REQUIREMENT:
Could you reproduce every record below exactly as it stands?

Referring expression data
-------

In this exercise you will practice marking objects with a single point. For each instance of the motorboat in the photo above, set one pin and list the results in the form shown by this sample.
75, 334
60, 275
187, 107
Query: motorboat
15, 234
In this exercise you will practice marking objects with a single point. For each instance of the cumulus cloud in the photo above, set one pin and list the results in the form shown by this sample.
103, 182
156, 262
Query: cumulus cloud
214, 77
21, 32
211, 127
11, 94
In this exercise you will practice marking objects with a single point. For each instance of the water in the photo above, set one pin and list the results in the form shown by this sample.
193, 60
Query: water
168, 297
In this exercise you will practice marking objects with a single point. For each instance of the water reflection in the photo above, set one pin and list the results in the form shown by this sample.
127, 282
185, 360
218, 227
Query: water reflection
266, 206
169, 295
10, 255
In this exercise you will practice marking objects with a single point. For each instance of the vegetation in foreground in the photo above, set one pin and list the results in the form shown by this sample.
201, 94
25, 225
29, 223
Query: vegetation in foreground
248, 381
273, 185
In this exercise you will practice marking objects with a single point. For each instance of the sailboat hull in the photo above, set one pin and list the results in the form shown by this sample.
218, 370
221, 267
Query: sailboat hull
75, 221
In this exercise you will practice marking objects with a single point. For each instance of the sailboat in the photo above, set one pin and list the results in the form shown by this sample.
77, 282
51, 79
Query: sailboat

-------

YOUR RESPONSE:
In this exercise you will practice marking objects with a single point. For each instance of the motorboat in the photo above, set one pin and list the results in the form shown by this sample.
75, 334
60, 275
187, 107
Query: motorboat
15, 234
In this exercise you will practice marking objects with a single point. For each instance of the cumulus cloud in the photo above, set one pin and list the results in the form shown by this sample.
103, 182
156, 262
Query: cumulus cloud
214, 77
21, 32
211, 127
11, 94
In this exercise you will practice marking objects with a single point. For each instance of the water in the photo above, set one pin and list the results in the form shown by this sample.
193, 60
Query: water
168, 297
In this exercise you will practice marking objects with a single point. For each instance of the water reflection in the photo above, set one pin and list the results in the form shown by this sample.
127, 282
185, 360
218, 227
Query: water reflection
266, 206
169, 295
10, 255
In this exercise you will practice marking objects with a single point. For each instance of the vegetation in foreground in the photo above, set one pin and list the results in the form shown by this sample.
201, 94
25, 225
29, 223
Query: vegetation in foreground
248, 381
273, 185
In this exercise you will practice marking objects with a single point. For each instance of the sailboat hull in the photo above, set one pin and list the results in the form shown by this sample.
218, 370
221, 267
Query: sailboat hull
75, 221
In this exercise you will practice marking objects with a single point. For each instance of the sailboat in the photo above, set one pin and list the results in the form shown by this sample.
77, 282
51, 79
Query: sailboat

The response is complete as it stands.